WORKING DATA section start
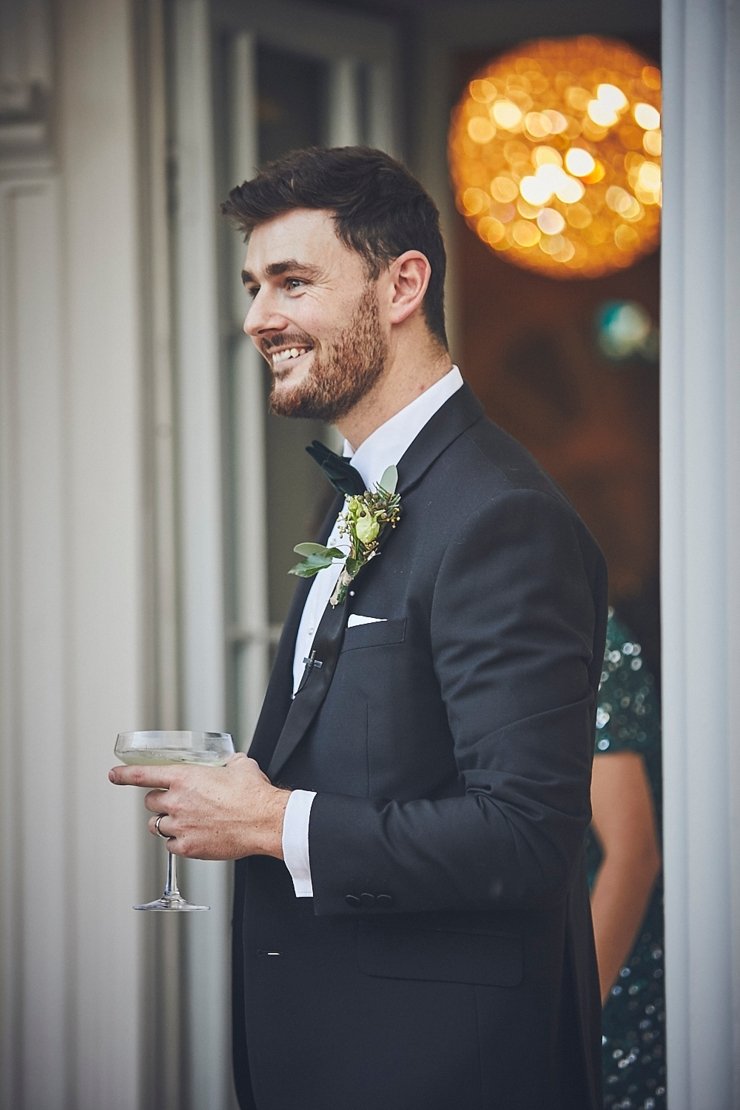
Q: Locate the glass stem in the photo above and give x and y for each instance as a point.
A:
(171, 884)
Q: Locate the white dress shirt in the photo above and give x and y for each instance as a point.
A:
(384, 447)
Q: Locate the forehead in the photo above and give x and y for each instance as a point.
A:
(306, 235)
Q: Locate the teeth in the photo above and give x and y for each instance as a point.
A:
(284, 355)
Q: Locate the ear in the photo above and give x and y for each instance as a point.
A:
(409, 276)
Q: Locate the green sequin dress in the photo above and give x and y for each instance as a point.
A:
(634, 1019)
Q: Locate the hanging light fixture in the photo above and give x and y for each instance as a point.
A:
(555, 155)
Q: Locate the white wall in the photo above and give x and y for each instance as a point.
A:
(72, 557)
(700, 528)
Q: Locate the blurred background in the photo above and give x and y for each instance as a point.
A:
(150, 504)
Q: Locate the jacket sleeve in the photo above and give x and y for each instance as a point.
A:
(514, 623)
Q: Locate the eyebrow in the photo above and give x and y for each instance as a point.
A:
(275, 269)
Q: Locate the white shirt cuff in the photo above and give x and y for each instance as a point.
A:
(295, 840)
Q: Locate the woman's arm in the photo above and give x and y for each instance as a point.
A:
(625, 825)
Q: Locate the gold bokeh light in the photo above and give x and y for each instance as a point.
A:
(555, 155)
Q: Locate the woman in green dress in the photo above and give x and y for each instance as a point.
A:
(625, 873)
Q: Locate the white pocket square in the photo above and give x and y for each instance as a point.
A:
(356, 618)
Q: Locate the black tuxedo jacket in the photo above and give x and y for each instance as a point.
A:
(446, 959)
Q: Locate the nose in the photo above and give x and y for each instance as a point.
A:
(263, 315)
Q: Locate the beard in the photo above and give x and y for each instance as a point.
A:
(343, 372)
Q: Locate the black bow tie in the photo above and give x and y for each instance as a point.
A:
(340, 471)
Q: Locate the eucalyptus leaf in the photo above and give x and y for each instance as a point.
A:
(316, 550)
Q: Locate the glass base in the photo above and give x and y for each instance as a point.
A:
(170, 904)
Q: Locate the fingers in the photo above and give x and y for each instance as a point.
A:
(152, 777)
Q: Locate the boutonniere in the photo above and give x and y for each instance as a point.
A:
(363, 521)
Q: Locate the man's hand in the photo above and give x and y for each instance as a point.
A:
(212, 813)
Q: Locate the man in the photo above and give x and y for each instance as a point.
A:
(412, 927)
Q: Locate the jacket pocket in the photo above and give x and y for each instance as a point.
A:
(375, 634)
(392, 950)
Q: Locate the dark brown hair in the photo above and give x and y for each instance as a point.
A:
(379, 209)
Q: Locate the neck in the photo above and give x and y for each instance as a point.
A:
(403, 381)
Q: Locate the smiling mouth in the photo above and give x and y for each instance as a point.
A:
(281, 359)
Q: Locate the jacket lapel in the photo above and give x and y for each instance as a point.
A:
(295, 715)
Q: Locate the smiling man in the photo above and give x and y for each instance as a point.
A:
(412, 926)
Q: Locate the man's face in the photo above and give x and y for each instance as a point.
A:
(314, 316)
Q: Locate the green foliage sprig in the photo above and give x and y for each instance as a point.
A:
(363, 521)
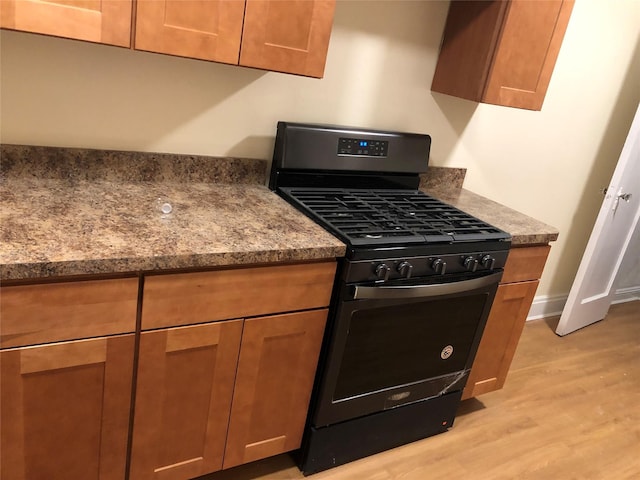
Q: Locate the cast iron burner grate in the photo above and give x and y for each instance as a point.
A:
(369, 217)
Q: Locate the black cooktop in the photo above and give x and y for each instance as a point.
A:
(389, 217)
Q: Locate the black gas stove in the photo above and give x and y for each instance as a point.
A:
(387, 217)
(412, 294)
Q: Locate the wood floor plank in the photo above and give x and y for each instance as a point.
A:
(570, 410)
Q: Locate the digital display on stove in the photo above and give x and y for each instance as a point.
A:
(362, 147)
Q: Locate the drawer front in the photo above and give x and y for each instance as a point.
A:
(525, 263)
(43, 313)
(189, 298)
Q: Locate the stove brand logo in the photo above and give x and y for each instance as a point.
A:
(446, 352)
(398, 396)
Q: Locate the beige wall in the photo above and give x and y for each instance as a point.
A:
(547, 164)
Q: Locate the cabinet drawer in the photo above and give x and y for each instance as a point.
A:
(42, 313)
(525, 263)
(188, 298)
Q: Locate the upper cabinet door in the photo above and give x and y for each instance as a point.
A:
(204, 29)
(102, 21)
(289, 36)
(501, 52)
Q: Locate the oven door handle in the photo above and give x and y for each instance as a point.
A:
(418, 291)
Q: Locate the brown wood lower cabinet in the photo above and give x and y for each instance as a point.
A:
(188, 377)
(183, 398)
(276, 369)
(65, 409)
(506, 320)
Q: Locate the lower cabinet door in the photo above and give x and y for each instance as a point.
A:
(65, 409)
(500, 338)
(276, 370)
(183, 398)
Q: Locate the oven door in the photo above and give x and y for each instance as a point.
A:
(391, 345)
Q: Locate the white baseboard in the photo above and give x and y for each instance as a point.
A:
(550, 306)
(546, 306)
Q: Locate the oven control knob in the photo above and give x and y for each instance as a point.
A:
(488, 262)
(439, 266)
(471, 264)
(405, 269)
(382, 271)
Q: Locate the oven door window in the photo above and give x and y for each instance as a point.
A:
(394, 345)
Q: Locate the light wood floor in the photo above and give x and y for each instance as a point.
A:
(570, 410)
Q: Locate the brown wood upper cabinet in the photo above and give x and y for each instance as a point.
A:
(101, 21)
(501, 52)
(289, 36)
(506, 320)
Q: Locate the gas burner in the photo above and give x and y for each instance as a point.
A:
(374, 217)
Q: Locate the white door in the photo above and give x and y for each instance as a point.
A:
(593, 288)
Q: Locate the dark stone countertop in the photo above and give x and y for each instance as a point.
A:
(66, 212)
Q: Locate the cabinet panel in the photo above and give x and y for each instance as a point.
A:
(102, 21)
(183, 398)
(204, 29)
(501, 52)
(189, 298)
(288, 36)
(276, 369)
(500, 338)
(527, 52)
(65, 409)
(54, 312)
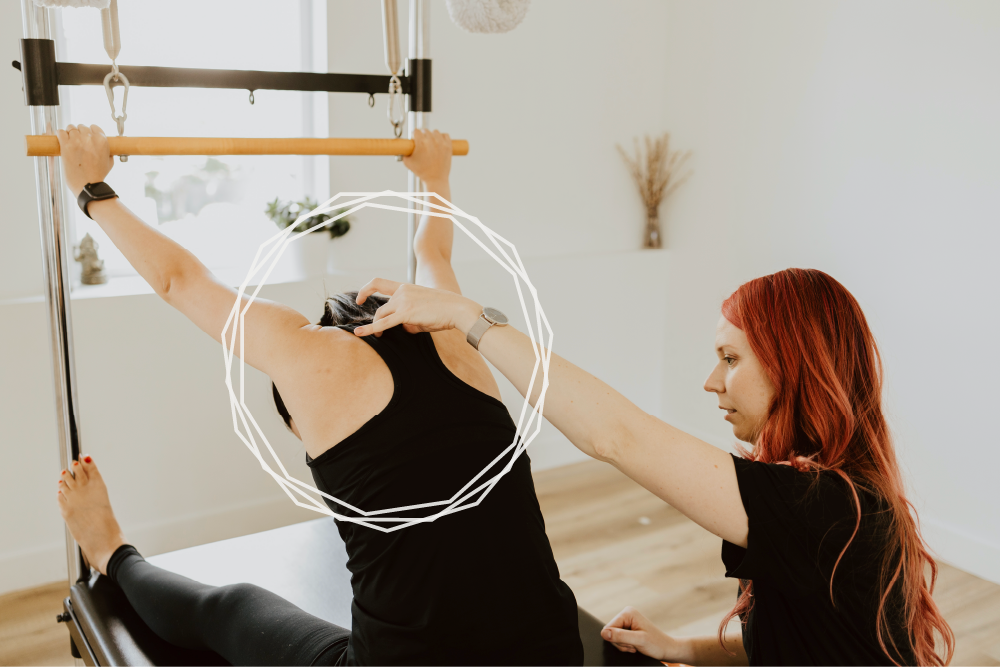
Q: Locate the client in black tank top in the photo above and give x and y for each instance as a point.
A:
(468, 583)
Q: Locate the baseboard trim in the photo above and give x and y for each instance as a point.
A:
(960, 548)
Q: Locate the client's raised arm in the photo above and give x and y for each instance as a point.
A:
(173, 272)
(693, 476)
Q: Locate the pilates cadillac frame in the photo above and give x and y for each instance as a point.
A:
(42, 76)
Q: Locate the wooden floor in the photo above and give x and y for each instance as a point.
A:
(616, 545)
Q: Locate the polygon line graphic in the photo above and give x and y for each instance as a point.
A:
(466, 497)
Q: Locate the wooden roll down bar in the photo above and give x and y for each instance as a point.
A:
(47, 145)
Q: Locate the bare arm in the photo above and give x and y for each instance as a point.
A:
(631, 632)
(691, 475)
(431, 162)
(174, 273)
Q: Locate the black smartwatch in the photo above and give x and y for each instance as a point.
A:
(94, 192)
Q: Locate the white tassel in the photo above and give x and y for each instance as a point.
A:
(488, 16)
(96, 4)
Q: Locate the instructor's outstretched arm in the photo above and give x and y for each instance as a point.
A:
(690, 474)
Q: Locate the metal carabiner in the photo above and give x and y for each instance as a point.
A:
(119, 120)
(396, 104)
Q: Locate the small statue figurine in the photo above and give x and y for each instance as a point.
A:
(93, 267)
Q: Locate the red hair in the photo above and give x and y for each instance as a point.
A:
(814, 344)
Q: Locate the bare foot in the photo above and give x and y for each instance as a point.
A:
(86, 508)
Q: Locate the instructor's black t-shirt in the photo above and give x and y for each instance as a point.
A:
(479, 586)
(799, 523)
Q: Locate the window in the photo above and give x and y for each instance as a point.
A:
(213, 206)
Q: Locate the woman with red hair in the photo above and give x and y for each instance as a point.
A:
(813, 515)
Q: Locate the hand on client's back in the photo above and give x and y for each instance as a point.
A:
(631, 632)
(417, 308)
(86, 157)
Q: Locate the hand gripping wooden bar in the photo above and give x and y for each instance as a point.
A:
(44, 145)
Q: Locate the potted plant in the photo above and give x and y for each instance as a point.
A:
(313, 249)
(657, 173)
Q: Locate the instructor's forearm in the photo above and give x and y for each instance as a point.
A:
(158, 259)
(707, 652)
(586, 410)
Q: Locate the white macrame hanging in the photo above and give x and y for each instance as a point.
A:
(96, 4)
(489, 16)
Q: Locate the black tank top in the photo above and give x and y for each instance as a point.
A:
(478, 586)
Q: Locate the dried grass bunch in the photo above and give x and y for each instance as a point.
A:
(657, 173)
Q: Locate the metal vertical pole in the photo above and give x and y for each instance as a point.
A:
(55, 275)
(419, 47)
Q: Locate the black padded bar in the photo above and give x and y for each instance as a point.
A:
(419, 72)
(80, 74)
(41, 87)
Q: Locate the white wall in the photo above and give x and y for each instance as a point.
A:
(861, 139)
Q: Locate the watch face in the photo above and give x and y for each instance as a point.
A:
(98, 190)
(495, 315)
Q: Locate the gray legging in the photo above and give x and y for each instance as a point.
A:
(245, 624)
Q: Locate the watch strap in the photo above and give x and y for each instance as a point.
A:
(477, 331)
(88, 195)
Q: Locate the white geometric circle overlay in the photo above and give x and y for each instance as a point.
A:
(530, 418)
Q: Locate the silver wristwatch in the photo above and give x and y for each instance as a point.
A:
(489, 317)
WORKING DATA section end
Within the entries above, find every line where the string "drawer" occurs, and copy it.

* ANSWER AREA
Q: Locate the drawer front in the photo above and give x and y for each instance as a point.
Q: Locate the cabinet drawer in the photo above and give x and y for each instance as a point.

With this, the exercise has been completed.